Start of Source material

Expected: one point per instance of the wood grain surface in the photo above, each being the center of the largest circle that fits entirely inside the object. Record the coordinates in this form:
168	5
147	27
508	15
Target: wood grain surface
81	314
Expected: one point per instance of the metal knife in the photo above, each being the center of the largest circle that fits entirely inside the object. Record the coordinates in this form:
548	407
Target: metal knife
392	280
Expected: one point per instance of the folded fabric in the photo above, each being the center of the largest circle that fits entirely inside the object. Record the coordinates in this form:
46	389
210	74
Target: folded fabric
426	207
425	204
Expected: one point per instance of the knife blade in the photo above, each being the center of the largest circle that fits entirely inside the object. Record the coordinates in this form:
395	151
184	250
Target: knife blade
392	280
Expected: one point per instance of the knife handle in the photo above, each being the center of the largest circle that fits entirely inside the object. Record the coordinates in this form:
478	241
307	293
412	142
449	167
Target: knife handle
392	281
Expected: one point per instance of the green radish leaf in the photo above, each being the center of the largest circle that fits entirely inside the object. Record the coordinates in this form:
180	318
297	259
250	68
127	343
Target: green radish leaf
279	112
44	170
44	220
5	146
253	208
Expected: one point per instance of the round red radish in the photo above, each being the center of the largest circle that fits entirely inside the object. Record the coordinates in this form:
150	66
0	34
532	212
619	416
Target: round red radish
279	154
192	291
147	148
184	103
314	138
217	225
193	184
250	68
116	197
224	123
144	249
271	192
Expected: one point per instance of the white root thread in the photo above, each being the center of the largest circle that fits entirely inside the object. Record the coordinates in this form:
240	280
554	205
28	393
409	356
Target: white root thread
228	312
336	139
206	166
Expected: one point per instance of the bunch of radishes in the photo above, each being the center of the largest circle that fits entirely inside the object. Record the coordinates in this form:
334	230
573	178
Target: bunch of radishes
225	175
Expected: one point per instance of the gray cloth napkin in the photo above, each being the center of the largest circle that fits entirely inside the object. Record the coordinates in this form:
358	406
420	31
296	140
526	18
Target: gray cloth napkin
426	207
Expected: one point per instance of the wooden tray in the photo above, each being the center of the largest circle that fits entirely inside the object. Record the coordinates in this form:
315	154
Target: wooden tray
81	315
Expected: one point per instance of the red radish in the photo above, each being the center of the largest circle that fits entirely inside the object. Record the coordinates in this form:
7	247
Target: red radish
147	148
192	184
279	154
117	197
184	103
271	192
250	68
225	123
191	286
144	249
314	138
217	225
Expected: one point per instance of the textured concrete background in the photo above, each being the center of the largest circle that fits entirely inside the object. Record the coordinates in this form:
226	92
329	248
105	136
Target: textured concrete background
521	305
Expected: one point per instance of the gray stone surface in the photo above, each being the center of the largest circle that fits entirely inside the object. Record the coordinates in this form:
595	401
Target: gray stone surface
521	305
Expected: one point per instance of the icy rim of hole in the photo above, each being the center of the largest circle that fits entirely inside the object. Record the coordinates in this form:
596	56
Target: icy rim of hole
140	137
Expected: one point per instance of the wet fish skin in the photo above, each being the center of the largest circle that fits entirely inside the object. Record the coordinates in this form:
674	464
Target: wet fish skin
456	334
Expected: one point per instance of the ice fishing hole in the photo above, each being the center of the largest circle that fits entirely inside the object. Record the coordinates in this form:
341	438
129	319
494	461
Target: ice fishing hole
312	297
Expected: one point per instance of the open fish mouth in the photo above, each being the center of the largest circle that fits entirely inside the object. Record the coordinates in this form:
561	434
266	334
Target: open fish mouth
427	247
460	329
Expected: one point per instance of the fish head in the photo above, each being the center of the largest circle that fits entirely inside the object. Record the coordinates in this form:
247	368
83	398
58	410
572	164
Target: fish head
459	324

End of Source material

#### Brief:
Copy the records out again word for word.

#### Answer section:
Expected: one point per instance of the wood grain surface in the photo above, each being the center of the largest circle that fits entirely inside the object. Record the coordinates in this form:
168	5
147	27
508	15
Target: wood grain surface
81	314
Expected: one point per instance of the metal knife in the photo above, each being the center of the largest circle that fits entirely inside the object. Record the coordinates in this form:
548	407
Target: metal knife
392	280
Expected: one point per instance of the folded fabric in the photo above, each being the center of the largest circle that fits entirely inside the object. Record the coordinates in this form:
46	389
210	74
Target: folded fabric
426	207
425	204
Expected: one point per instance of the knife blade in the photo above, each being the center of the largest circle that fits entirely inside the object. Record the coordinates in this form:
395	151
184	250
Target: knife blade
392	280
Expected: one point per instance of the knife handle in the photo above, each being the center of the largest circle that fits entirely inside the object. Record the coordinates in this form:
478	241
307	293
412	142
449	167
Target: knife handle
392	281
Expected: one point per instance of the green radish leaf in the photo above, each being the center of the largest circle that fits entirely inside the object. Record the coordinates in this form:
180	318
297	259
250	68
127	343
Target: green radish leaf
279	112
44	170
44	220
5	146
253	208
Expected: one point per instance of the round red radish in the photo above, each being the center of the largest circle that fits entirely inside the object. Record the coordinates in this form:
150	66
0	34
532	212
619	416
Target: round red radish
279	154
192	291
147	148
184	103
314	138
217	225
193	184
250	68
116	197
224	123
144	249
271	192
Expected: one point per instance of the white root thread in the photo above, each being the center of the largest circle that fits entirely inside the object. Record the coordinates in this form:
240	280
554	205
28	393
409	356
Target: white root thread
228	312
336	139
206	166
Expected: one point per instance of the bunch of radishes in the photo above, each being the center of the largest circle that fits entirely inside the object. Record the coordinates in this form:
334	230
573	178
Target: bunch of radishes
225	175
Expected: one point per instance of the gray cloth napkin in the photo above, each being the center of the largest circle that fits entirely inside the object. Record the coordinates in this form:
358	406
420	31
296	140
526	18
Target: gray cloth napkin
426	207
Expected: one point per instance of the wooden tray in the photo above, each being the center of the largest circle that fits entirely inside the object. Record the coordinates in this form:
315	154
Target: wooden tray
81	315
Expected: one point per instance of the red radish in the photo above, each being the center of the largest circle that fits entirely inside the object. Record the coordinates in this form:
7	247
Target: red radish
147	148
192	184
279	154
117	197
184	103
271	192
250	68
225	123
191	286
144	249
314	138
217	225
Expected: one point per instance of the textured concrete background in the photo above, each being the center of the largest circle that fits entirely inside the object. Record the coordinates in this form:
226	92
329	248
105	136
Target: textured concrete background
521	305
Expected: one point per instance of the gray stone surface in the photo above, each being the center of the largest circle that fits entirely inside the object. Record the coordinates in this form:
595	401
Target: gray stone surface
521	305
Expected: one point per instance of the icy rim of hole in the photo above, each being the center of the largest circle that fits entirely inside the object. Record the coordinates in this form:
596	56
Target: icy rim of hole
140	137
Expected: one point per instance of the wet fish skin in the photo above, each being the center of the largest circle that fits entirely inside the object. Record the coordinates in this form:
674	464
Target: wet fish skin
456	334
Expected: one point per instance of the ice fishing hole in the photo above, each being the center of the largest circle that fits entirely inside the object. Record the coordinates in this form:
341	438
129	319
494	461
Target: ice fishing hole
312	297
Expected: one point per instance of the open fish mouth in the photo above, each being the center of the largest circle that fits entirely inside the object. Record the coordinates in this form:
561	434
266	334
Target: open fish mouth
427	247
460	329
Expected: one point per instance of the fish head in the photo above, each being the center of the largest circle that fits entirely inside the object. Record the coordinates in this form:
247	368
83	398
58	410
572	164
Target: fish head
459	324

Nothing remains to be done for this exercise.